━━━━━ DATA SECTION ━━━━━

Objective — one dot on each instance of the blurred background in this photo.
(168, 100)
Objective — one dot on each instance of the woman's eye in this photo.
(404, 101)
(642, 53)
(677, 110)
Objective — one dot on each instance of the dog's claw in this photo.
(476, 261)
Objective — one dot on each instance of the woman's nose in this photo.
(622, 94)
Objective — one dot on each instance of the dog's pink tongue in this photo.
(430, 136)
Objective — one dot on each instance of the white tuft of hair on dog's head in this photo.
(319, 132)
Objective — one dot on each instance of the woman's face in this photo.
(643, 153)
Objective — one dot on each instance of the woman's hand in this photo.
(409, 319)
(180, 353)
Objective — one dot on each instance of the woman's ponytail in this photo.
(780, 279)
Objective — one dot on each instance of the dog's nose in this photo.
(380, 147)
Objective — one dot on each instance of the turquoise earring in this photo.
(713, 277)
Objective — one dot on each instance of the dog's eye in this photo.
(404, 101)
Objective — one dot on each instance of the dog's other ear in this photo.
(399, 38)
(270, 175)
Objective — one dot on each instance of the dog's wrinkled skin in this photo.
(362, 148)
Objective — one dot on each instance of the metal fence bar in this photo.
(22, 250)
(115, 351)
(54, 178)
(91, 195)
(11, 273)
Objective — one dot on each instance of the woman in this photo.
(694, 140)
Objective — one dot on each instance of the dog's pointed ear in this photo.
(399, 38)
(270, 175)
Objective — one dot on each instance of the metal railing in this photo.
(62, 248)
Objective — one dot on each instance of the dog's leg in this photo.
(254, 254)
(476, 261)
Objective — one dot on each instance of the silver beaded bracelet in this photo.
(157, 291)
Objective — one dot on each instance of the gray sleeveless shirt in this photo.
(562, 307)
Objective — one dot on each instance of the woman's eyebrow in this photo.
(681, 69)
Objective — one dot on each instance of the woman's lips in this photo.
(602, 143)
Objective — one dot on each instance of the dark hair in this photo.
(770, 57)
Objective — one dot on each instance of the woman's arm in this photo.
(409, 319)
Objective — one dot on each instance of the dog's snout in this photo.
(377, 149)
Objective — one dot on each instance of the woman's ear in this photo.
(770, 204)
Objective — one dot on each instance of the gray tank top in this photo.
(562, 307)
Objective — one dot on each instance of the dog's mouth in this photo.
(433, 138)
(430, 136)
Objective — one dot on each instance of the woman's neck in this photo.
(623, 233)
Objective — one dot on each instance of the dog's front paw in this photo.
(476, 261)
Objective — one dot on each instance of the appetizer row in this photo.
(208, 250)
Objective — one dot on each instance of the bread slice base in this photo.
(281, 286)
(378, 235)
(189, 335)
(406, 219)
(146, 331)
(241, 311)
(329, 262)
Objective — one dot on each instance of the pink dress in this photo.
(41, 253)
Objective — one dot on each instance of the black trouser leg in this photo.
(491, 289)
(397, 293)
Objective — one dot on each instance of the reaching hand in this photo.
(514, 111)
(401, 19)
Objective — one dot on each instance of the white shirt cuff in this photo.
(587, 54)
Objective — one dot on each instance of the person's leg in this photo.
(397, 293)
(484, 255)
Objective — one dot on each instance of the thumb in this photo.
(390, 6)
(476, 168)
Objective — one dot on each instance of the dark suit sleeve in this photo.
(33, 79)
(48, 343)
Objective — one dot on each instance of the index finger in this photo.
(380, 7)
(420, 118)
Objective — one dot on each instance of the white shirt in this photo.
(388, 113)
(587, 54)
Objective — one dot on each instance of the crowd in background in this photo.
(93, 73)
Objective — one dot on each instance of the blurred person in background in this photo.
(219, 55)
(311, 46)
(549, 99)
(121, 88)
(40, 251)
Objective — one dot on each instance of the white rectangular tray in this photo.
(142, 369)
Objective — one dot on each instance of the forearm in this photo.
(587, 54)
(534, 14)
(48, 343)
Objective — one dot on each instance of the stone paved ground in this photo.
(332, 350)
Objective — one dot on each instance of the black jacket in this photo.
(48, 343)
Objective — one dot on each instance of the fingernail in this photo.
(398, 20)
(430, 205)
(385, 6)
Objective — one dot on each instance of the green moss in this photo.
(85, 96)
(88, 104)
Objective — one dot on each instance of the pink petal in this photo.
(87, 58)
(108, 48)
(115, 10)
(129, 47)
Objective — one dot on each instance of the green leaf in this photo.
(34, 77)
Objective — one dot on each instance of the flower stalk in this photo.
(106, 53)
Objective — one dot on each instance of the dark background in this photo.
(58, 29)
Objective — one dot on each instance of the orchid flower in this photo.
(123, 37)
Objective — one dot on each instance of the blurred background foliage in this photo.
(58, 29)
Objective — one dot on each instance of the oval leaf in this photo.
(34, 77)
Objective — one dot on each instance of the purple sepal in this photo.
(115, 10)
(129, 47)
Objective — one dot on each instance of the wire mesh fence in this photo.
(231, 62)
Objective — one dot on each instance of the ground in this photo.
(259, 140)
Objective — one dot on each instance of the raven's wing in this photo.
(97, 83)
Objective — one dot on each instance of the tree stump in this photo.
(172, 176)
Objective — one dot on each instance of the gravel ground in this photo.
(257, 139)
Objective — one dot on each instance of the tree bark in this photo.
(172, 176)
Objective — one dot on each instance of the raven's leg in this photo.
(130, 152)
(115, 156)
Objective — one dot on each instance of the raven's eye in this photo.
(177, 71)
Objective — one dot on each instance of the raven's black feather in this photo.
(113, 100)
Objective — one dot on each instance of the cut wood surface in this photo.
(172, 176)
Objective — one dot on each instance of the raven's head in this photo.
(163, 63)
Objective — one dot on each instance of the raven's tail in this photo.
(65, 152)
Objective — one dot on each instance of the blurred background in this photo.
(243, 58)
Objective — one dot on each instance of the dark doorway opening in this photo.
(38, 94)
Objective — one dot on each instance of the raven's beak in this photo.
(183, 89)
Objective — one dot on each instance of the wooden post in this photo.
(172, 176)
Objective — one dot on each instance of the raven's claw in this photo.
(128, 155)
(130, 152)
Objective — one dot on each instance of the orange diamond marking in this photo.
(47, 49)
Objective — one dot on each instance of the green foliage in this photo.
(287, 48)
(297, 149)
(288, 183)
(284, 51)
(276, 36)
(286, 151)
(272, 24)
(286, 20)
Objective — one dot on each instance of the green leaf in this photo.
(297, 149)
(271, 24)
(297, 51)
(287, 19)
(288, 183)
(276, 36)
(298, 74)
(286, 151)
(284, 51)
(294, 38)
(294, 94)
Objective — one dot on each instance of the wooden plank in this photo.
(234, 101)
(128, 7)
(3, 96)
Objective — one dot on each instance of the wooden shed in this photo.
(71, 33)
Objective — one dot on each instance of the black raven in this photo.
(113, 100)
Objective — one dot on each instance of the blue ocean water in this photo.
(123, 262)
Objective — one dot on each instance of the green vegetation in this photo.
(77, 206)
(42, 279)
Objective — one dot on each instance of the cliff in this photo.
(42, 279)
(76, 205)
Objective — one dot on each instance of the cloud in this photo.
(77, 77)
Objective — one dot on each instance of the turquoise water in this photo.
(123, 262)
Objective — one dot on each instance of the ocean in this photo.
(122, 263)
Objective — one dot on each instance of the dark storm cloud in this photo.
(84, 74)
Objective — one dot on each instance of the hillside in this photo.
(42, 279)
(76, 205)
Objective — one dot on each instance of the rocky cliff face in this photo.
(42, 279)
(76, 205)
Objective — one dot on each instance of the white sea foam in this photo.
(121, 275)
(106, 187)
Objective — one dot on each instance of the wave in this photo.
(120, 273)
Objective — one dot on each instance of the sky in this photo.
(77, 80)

━━━━━

### WHAT THIS TASK INVOLVES:
Repeat the data precisely, line by line.

### SOLUTION FOR THIS TASK:
Objective — one dot on each instance of the blurred background in this photo.
(168, 100)
Objective — one dot on each instance of the woman's eye in this photo.
(404, 101)
(642, 53)
(677, 110)
Objective — one dot on each instance of the dog's claw in this photo.
(476, 261)
Objective — one dot on each instance of the woman's nose in this photo.
(622, 94)
Objective — one dot on each instance of the dog's pink tongue in this photo.
(430, 136)
Objective — one dot on each instance of the white tuft of hair on dog's head in this photo.
(319, 132)
Objective — one dot on each instance of the woman's face in this photo.
(643, 153)
Objective — one dot on each instance of the woman's hand in this photo.
(409, 319)
(180, 353)
Objective — one dot on each instance of the woman's ponytail in this photo.
(780, 279)
Objective — one dot on each instance of the dog's nose in this photo.
(380, 147)
Objective — one dot on each instance of the turquoise earring in this photo.
(713, 277)
Objective — one dot on each instance of the dog's eye in this photo.
(404, 101)
Objective — one dot on each instance of the dog's other ear in this photo.
(399, 38)
(270, 175)
Objective — one dot on each instance of the dog's wrinkled skin in this photo.
(362, 148)
Objective — one dot on each instance of the metal fence bar in this photo.
(22, 250)
(115, 351)
(54, 178)
(91, 195)
(11, 273)
Objective — one dot on each instance of the woman in this photo.
(694, 140)
Objective — one dot on each instance of the dog's pointed ear in this photo.
(399, 38)
(270, 175)
Objective — one dot on each instance of the metal railing in this photo.
(62, 248)
Objective — one dot on each instance of the dog's leg in this photo.
(254, 254)
(476, 261)
Objective — one dot on each instance of the silver beaded bracelet in this photo.
(157, 291)
Objective — one dot on each instance of the gray sleeveless shirt in this photo.
(562, 307)
Objective — one dot on each instance of the woman's eyebrow in this photo.
(681, 69)
Objective — one dot on each instance of the woman's lips in this photo.
(602, 143)
Objective — one dot on each instance of the dark hair in this photo.
(770, 57)
Objective — one dot on each instance of the woman's arm in this photo.
(409, 319)
Objective — one dot on each instance of the dog's snout in this photo.
(377, 149)
Objective — one dot on each instance of the woman's ear in this photo.
(770, 204)
Objective — one dot on each instance of the gray tank top in this photo.
(562, 307)
Objective — one dot on each instance of the dog's mouth in this photo.
(433, 138)
(430, 136)
Objective — one dot on each instance of the woman's neck in this photo.
(623, 233)
Objective — one dot on each instance of the dog's front paw in this photo.
(476, 261)
Objective — one dot on each instance of the appetizer row in this photo.
(208, 250)
Objective — one dot on each instance of the bread slice base in this photo.
(281, 286)
(378, 235)
(189, 335)
(406, 219)
(146, 331)
(241, 311)
(329, 262)
Objective — one dot on each instance of the pink dress in this photo.
(41, 253)
Objective — one dot on each instance of the black trouser leg in this photo.
(491, 289)
(397, 293)
Objective — one dot on each instance of the reaching hand in this photo.
(514, 111)
(401, 19)
Objective — one dot on each instance of the white shirt cuff in this photo.
(587, 54)
Objective — one dot on each instance of the person's leg in this photo.
(397, 293)
(484, 255)
Objective — one dot on each instance of the thumb in this photo.
(390, 6)
(476, 168)
Objective — one dot on each instance of the dark suit sleeve in this photo.
(33, 79)
(48, 343)
Objective — one dot on each instance of the index finger in this photo.
(380, 7)
(420, 118)
Objective — one dot on each instance of the white shirt in this photo.
(388, 113)
(587, 54)
Objective — one dot on each instance of the crowd in background in this photo.
(93, 73)
Objective — one dot on each instance of the blurred person in background in this photo.
(219, 55)
(311, 46)
(549, 99)
(121, 88)
(40, 251)
Objective — one dot on each instance of the white rectangular tray in this photo.
(142, 369)
Objective — one dot on each instance of the forearm in this photo.
(587, 54)
(534, 14)
(48, 343)
Objective — one dot on each instance of the stone paved ground in this photo.
(332, 350)
Objective — one dot on each instance of the black jacket in this photo.
(48, 343)
Objective — one dot on each instance of the fingernail in this photo.
(398, 20)
(430, 205)
(385, 6)
Objective — one dot on each instance of the green moss in this photo.
(85, 96)
(88, 104)
Objective — one dot on each instance of the pink petal in this photo.
(87, 58)
(108, 48)
(115, 10)
(129, 47)
Objective — one dot on each instance of the green leaf in this photo.
(34, 77)
Objective — one dot on each instance of the flower stalk in this photo.
(106, 53)
Objective — one dot on each instance of the dark background in this photo.
(58, 29)
Objective — one dot on each instance of the orchid flower in this photo.
(123, 37)
Objective — one dot on each instance of the blurred background foliage in this photo.
(58, 29)
Objective — one dot on each instance of the oval leaf in this photo.
(34, 77)
Objective — one dot on each instance of the purple sepal in this photo.
(115, 10)
(129, 47)
Objective — one dot on each instance of the wire mesh fence in this photo.
(231, 62)
Objective — one dot on each instance of the ground in this photo.
(259, 140)
Objective — one dot on each instance of the raven's wing in this photo.
(97, 83)
Objective — one dot on each instance of the tree stump in this photo.
(172, 176)
Objective — one dot on each instance of the gravel ground in this photo.
(257, 139)
Objective — one dot on each instance of the tree bark in this photo.
(172, 176)
Objective — one dot on each instance of the raven's leg in this photo.
(130, 152)
(115, 156)
Objective — one dot on each instance of the raven's eye in this photo.
(177, 71)
Objective — one dot on each instance of the raven's black feather in this photo.
(113, 100)
Objective — one dot on each instance of the cut wood surface in this photo.
(172, 176)
Objective — one dot on each instance of the raven's head in this photo.
(163, 63)
Objective — one dot on each instance of the raven's tail in this photo.
(65, 152)
Objective — one dot on each instance of the blurred background in this photo.
(243, 58)
Objective — one dot on each instance of the dark doorway opening in this photo.
(38, 94)
Objective — one dot on each instance of the raven's beak in this photo.
(183, 89)
Objective — one dot on each instance of the wooden post in this photo.
(172, 176)
Objective — one dot on each instance of the raven's claw in this photo.
(128, 155)
(130, 152)
Objective — one dot on each instance of the orange diamond marking in this photo.
(47, 49)
Objective — one dot on each instance of the green foliage in this photo.
(287, 48)
(297, 149)
(288, 183)
(284, 51)
(276, 36)
(286, 151)
(272, 24)
(286, 20)
Objective — one dot on each instance of the green leaf in this photo.
(297, 149)
(271, 24)
(297, 51)
(287, 19)
(288, 183)
(276, 36)
(298, 74)
(286, 151)
(284, 51)
(294, 38)
(294, 94)
Objective — one dot on each instance of the wooden plank in this photo.
(234, 101)
(128, 7)
(3, 96)
Objective — one dot on each instance of the wooden shed in this photo.
(71, 33)
Objective — one dot on each instance of the black raven in this photo.
(113, 100)
Objective — one dot on each instance of the blue ocean water in this photo.
(123, 262)
Objective — one dot on each instance of the green vegetation in this photo.
(77, 206)
(42, 279)
Objective — one dot on each instance of the cliff in this photo.
(42, 279)
(76, 205)
Objective — one dot on each instance of the cloud in this photo.
(77, 77)
Objective — one dot on each instance of the turquoise water in this photo.
(123, 262)
Objective — one dot on each instance of the ocean in this photo.
(122, 263)
Objective — one dot on each instance of the dark storm cloud in this photo.
(84, 74)
Objective — one dot on each instance of the hillside in this photo.
(42, 279)
(76, 205)
Objective — one dot on each instance of the rocky cliff face in this photo.
(42, 279)
(76, 205)
Objective — one dot on each instance of the white sea foam in this photo.
(121, 275)
(106, 187)
Objective — one dot on each instance of the wave in this photo.
(120, 273)
Objective — one dot on each instance of the sky in this photo.
(77, 80)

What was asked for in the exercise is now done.